◆ Point-per-instance localization data

======

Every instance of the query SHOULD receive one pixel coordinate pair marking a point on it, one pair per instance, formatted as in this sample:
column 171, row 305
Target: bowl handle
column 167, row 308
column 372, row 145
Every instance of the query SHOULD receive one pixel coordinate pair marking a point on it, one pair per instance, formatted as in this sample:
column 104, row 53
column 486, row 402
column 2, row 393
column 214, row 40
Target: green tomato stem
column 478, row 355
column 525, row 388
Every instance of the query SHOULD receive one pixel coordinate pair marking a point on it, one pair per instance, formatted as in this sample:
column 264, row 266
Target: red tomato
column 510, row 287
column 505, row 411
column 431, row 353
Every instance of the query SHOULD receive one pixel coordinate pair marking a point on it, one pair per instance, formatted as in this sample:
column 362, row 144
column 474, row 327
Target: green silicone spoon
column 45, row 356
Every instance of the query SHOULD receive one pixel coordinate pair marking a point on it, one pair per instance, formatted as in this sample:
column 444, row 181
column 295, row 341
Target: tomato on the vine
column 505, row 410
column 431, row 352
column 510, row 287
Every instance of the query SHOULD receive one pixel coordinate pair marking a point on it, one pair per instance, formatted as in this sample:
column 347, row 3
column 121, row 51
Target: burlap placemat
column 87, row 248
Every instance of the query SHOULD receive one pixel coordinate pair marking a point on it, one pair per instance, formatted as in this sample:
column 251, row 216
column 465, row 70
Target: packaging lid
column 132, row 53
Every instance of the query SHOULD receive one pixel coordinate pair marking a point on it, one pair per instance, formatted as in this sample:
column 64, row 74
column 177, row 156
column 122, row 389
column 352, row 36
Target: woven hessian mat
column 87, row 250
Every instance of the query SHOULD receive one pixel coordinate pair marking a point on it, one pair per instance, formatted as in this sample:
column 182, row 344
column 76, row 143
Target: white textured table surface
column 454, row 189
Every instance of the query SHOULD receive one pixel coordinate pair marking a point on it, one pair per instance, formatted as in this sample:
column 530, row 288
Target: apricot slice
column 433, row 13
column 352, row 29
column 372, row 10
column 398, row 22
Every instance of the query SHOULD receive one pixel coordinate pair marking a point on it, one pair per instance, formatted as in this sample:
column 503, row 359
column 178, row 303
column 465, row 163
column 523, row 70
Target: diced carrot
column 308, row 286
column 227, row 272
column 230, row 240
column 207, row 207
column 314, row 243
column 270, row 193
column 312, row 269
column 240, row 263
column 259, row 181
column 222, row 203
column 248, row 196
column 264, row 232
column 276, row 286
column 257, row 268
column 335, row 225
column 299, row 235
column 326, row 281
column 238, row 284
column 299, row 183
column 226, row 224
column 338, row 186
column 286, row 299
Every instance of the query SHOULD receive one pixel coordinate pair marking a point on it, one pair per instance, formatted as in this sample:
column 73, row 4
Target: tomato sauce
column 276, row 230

======

Set down an exact copy of the entries above.

Every instance of the query SHOULD receive one pixel coordinate pair marking a point on it, one pair per instance, formatted as in this sample:
column 171, row 305
Target: bowl handle
column 167, row 308
column 372, row 145
Every instance of the query SHOULD receive one pixel coordinate pair marking a point on it, one pair per instance, formatted as in this sample:
column 104, row 53
column 486, row 402
column 2, row 393
column 214, row 40
Target: green tomato stem
column 478, row 355
column 525, row 388
Every instance of the query SHOULD receive one pixel coordinate pair marking a point on it, one pair per instance, formatted as in this sample:
column 264, row 266
Target: red tomato
column 510, row 287
column 505, row 411
column 431, row 353
Every instance of the query SHOULD receive one pixel coordinate pair marking a point on it, one pair per instance, formatted as in this sample:
column 362, row 144
column 474, row 327
Target: green silicone spoon
column 45, row 356
Every instance of the query SHOULD receive one pixel coordinate pair marking a point on it, one pair per instance, formatted as in this sample:
column 444, row 181
column 295, row 341
Target: tomato on the vine
column 505, row 410
column 431, row 352
column 510, row 287
Every instance of the query SHOULD receive one pixel coordinate pair marking a point on it, one pair per instance, formatted as in this sample:
column 347, row 3
column 121, row 51
Target: burlap placemat
column 87, row 248
Every instance of the query SHOULD receive one pixel coordinate pair marking a point on it, one pair per instance, formatted as in this sample:
column 251, row 216
column 465, row 70
Target: packaging lid
column 132, row 53
Every instance of the query SHOULD receive one pixel coordinate pair marking a point on it, one pair per instance, formatted as in this sample:
column 64, row 74
column 177, row 156
column 122, row 389
column 352, row 36
Target: woven hessian mat
column 87, row 250
Every instance of the query SHOULD receive one pixel coordinate pair marking a point on it, one pair per instance, formatted as in this sample:
column 182, row 344
column 76, row 143
Target: white textured table surface
column 454, row 189
Every instance of the query SHOULD receive one pixel coordinate pair marking a point on it, one pair per instance, formatted as in this sample:
column 530, row 288
Target: apricot slice
column 433, row 13
column 352, row 29
column 372, row 10
column 398, row 22
Every instance of the query SHOULD receive one pixel coordinate pair marking a point on it, one pair per instance, formatted as in this sample:
column 503, row 359
column 178, row 303
column 465, row 163
column 523, row 70
Target: diced carrot
column 308, row 286
column 227, row 272
column 230, row 240
column 207, row 207
column 314, row 243
column 270, row 193
column 312, row 269
column 240, row 263
column 259, row 181
column 222, row 203
column 248, row 196
column 264, row 232
column 276, row 286
column 257, row 268
column 335, row 225
column 299, row 235
column 326, row 281
column 238, row 284
column 299, row 183
column 226, row 224
column 338, row 186
column 286, row 299
Every instance of the query SHOULD receive one pixel coordinate pair marking a point on it, one pair per instance, formatted as in this sample:
column 73, row 4
Target: tomato sauce
column 276, row 230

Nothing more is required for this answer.